- _WHAT IS REQUIRED_
Report each line of the material below that contains the word "roof", copying every such line in full. Case matters when matching.

BEGIN DATASET EXTRACT

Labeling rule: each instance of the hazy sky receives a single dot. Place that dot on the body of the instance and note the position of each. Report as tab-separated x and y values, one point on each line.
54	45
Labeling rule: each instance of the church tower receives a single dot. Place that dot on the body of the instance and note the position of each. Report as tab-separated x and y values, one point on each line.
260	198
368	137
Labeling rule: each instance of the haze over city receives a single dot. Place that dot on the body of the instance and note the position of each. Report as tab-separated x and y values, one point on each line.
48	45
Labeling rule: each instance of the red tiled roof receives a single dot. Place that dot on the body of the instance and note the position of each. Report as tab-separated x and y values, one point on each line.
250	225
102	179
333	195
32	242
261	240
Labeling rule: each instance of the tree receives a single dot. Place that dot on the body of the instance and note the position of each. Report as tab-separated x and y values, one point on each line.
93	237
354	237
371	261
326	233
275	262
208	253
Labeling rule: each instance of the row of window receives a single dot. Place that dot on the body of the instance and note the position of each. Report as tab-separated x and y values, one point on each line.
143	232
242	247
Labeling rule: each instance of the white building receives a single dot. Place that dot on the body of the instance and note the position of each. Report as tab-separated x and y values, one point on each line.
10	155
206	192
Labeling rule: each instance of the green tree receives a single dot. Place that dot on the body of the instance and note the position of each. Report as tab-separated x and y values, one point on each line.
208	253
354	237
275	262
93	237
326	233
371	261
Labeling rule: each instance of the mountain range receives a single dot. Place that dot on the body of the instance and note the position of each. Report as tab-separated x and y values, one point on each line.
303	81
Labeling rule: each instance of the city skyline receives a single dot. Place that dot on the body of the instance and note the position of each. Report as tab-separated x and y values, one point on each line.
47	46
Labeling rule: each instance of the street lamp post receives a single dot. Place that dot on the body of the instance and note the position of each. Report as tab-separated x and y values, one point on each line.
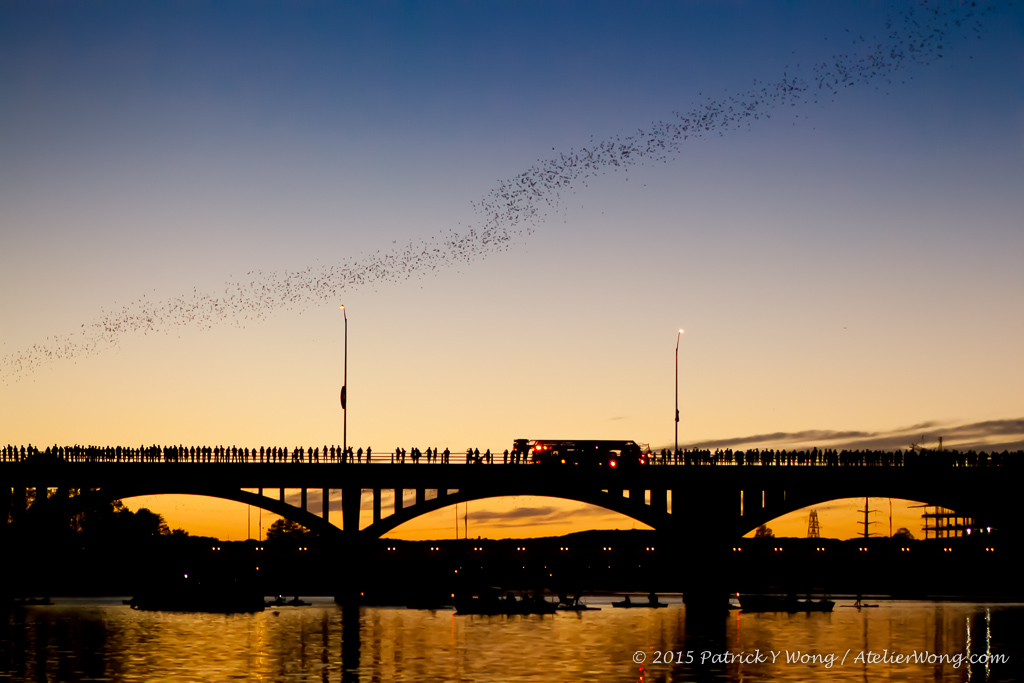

END DATASET EXTRACT

- _REPLY TO THE EXERCISE_
Labeling rule: each instance of the red tiled roof receives a single dot. Place that dot on the body of the instance and note the position of each. Report as tab-separated x and y values, one point on each line.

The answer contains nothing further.